---- Exercise materials
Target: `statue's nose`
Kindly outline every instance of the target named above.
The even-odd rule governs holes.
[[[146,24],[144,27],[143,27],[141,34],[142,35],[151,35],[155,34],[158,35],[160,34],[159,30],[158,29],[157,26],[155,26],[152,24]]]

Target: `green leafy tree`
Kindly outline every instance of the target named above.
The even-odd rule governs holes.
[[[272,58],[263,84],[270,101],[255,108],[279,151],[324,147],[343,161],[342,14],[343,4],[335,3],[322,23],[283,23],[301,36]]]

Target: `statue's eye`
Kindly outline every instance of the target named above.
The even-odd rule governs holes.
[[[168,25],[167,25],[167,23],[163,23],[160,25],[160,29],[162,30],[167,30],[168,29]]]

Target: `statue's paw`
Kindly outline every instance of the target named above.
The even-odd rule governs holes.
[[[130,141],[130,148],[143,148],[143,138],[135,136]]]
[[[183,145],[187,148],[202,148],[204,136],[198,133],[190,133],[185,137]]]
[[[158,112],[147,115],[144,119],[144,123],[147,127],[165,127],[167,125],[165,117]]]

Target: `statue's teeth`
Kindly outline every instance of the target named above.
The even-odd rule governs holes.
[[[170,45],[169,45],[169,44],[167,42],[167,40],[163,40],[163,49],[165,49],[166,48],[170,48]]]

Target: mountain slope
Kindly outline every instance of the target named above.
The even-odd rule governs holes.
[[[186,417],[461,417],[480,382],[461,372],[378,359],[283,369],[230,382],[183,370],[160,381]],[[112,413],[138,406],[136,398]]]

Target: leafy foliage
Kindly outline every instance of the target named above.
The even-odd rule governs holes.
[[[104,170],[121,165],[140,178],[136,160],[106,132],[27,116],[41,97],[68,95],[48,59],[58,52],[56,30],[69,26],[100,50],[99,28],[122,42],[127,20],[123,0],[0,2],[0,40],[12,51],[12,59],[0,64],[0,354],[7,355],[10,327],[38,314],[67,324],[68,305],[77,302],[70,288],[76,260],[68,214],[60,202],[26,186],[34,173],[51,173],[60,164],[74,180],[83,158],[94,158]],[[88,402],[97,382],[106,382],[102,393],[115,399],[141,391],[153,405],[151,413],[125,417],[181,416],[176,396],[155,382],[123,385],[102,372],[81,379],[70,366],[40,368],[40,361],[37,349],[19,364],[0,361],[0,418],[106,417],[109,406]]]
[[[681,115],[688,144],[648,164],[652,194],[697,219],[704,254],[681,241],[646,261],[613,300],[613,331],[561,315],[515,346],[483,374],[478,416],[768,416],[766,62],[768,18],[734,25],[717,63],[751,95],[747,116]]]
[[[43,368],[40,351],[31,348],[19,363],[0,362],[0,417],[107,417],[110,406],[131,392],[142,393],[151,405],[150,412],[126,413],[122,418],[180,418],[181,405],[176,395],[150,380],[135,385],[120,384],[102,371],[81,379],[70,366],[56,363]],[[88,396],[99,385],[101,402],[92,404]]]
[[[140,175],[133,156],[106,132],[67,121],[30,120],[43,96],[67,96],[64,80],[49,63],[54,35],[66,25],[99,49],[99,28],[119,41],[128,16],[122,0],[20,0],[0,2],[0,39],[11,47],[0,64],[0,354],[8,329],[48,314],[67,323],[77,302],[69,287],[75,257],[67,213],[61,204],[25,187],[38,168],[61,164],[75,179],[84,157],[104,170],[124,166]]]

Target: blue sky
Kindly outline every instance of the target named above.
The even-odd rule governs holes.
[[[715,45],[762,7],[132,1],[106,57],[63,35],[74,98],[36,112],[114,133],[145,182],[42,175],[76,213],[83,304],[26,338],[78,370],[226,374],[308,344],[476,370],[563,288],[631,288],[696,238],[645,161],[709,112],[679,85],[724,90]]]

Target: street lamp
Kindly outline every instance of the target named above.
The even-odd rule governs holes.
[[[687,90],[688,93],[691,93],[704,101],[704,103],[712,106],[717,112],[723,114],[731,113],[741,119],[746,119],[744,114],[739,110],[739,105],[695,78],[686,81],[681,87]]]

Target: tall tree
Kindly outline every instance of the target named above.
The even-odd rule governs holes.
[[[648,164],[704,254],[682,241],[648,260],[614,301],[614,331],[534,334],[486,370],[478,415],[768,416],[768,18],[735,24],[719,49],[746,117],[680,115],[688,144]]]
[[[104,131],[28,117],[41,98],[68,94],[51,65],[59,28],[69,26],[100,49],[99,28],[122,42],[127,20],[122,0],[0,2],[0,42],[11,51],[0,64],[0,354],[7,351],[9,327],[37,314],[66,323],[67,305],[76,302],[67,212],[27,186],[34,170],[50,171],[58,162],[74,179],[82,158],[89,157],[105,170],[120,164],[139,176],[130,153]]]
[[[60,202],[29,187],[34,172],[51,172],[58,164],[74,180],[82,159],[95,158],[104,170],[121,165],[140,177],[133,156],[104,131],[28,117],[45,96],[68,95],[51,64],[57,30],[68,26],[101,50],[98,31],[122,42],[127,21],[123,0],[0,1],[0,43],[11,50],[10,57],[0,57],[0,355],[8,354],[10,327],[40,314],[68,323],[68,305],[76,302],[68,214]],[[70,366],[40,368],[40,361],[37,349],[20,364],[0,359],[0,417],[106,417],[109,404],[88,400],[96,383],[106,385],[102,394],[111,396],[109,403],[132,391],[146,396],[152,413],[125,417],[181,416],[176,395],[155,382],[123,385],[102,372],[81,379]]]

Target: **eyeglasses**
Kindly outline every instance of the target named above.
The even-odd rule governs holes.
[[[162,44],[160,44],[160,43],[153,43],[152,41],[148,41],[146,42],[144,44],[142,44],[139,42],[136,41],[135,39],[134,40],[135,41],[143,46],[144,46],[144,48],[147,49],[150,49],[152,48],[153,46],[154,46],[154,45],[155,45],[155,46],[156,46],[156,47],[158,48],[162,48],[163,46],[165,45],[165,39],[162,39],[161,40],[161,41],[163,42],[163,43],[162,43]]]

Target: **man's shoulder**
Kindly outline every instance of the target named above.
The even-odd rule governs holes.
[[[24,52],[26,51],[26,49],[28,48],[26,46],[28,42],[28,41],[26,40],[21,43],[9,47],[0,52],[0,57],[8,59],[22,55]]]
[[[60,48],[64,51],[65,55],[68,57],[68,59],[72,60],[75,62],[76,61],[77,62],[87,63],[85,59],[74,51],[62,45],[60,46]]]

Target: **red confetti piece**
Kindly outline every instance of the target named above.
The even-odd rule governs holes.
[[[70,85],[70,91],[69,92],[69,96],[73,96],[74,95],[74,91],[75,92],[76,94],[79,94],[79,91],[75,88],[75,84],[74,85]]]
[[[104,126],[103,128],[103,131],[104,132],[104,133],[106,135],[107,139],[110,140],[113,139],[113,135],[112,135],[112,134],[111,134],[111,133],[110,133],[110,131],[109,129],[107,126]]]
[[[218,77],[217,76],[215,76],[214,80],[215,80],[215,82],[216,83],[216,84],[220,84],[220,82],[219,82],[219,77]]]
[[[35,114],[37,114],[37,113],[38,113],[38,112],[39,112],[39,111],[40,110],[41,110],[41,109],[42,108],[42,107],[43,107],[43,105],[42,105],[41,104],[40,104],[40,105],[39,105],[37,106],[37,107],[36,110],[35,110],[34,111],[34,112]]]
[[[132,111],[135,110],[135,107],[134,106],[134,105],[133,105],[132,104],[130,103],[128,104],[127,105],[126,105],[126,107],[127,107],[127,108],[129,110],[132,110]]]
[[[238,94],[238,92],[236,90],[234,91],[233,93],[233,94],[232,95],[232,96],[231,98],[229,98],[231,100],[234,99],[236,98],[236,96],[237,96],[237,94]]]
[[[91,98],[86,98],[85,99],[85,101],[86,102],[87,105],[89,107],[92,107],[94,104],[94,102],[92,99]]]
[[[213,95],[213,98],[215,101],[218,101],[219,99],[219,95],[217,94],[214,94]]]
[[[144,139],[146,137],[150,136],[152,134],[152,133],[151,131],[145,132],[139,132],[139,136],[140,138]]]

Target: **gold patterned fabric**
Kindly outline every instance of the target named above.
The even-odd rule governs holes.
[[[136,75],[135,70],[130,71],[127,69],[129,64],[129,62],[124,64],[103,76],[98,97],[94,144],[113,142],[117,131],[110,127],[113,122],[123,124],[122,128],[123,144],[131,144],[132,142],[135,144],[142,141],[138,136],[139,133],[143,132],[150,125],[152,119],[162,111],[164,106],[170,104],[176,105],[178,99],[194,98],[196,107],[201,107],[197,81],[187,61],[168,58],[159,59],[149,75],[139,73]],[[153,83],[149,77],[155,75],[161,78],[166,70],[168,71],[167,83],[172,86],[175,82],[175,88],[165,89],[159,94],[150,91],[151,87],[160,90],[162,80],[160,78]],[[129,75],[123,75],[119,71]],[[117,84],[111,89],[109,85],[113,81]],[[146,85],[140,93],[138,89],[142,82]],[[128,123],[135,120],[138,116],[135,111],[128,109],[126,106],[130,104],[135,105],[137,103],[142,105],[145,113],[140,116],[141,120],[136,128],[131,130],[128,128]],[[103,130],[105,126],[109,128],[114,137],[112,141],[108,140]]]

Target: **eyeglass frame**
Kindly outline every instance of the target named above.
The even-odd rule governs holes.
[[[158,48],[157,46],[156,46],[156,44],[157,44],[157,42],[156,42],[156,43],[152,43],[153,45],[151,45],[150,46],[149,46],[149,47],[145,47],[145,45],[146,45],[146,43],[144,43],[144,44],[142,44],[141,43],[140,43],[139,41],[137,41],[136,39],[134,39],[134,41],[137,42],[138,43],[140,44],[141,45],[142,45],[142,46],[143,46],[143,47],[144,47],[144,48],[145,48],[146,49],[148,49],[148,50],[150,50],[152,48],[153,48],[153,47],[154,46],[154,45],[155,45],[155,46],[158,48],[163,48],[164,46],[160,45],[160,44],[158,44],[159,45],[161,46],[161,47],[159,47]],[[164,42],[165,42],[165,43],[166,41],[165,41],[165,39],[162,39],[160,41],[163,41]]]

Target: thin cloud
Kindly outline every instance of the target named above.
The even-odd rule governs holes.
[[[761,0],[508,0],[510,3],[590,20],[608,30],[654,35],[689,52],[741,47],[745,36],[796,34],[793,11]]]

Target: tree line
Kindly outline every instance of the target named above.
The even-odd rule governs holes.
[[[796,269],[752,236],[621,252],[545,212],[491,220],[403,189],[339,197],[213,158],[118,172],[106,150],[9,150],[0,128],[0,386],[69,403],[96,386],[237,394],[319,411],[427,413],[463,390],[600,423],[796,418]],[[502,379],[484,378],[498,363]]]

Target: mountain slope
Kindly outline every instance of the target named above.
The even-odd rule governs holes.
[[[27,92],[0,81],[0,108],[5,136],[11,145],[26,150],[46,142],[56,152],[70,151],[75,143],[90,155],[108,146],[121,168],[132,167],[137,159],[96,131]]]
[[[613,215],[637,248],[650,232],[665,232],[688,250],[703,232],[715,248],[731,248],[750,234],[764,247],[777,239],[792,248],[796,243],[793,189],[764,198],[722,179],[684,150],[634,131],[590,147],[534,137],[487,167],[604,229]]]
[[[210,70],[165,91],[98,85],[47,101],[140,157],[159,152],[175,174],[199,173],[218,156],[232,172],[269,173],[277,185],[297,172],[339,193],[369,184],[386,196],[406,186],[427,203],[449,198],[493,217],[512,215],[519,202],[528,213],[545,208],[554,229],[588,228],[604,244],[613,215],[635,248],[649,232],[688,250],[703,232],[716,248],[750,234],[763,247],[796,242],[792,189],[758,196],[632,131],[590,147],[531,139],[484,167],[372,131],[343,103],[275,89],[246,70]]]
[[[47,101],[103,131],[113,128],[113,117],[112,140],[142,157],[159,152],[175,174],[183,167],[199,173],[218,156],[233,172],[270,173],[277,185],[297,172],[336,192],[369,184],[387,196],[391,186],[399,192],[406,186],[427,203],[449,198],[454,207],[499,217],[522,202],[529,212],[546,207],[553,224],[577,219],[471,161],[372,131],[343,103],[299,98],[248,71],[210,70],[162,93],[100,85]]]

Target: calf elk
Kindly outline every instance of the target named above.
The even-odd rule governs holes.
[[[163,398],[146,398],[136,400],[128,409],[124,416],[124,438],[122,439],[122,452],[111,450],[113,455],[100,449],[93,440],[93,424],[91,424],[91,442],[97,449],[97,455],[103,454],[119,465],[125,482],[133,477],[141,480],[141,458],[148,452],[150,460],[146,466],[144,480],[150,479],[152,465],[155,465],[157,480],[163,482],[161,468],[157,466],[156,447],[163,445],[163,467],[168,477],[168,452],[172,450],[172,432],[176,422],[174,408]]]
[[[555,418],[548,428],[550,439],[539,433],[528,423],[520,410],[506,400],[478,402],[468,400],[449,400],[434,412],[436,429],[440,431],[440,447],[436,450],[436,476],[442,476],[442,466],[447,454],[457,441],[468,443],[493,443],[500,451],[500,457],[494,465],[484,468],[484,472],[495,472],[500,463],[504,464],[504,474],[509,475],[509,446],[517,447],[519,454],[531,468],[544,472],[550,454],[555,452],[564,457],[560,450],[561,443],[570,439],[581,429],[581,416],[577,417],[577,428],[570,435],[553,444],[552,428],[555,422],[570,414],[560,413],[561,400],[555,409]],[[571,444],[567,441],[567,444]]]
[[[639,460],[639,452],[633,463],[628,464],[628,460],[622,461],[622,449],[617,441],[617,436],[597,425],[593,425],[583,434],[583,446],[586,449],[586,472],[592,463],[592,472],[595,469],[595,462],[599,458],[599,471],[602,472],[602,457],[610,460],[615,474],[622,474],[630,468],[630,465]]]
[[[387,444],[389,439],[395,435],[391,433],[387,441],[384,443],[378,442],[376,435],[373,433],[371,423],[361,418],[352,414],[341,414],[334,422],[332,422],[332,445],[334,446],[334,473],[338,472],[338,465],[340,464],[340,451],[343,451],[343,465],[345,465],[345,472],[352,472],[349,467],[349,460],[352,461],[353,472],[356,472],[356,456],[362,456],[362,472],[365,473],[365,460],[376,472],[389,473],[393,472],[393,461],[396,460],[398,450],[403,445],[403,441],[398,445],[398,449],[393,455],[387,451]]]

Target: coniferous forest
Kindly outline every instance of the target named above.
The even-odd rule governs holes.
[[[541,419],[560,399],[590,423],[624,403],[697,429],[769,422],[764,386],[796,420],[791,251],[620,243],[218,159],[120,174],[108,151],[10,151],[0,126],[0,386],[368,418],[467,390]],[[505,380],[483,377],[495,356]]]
--------
◆ What you are asked to do ◆
Return, word for word, every line from the line with "Target: coniferous forest" to the final line of the data.

◆ Response to the task ◆
Target: coniferous forest
Kindly outline every instance of the target named above.
The even-odd rule governs holes.
[[[541,419],[560,399],[590,423],[624,403],[697,429],[769,422],[764,386],[796,420],[791,251],[620,243],[218,159],[120,174],[108,151],[10,151],[0,126],[0,386],[368,418],[467,390]],[[505,380],[483,377],[495,356]]]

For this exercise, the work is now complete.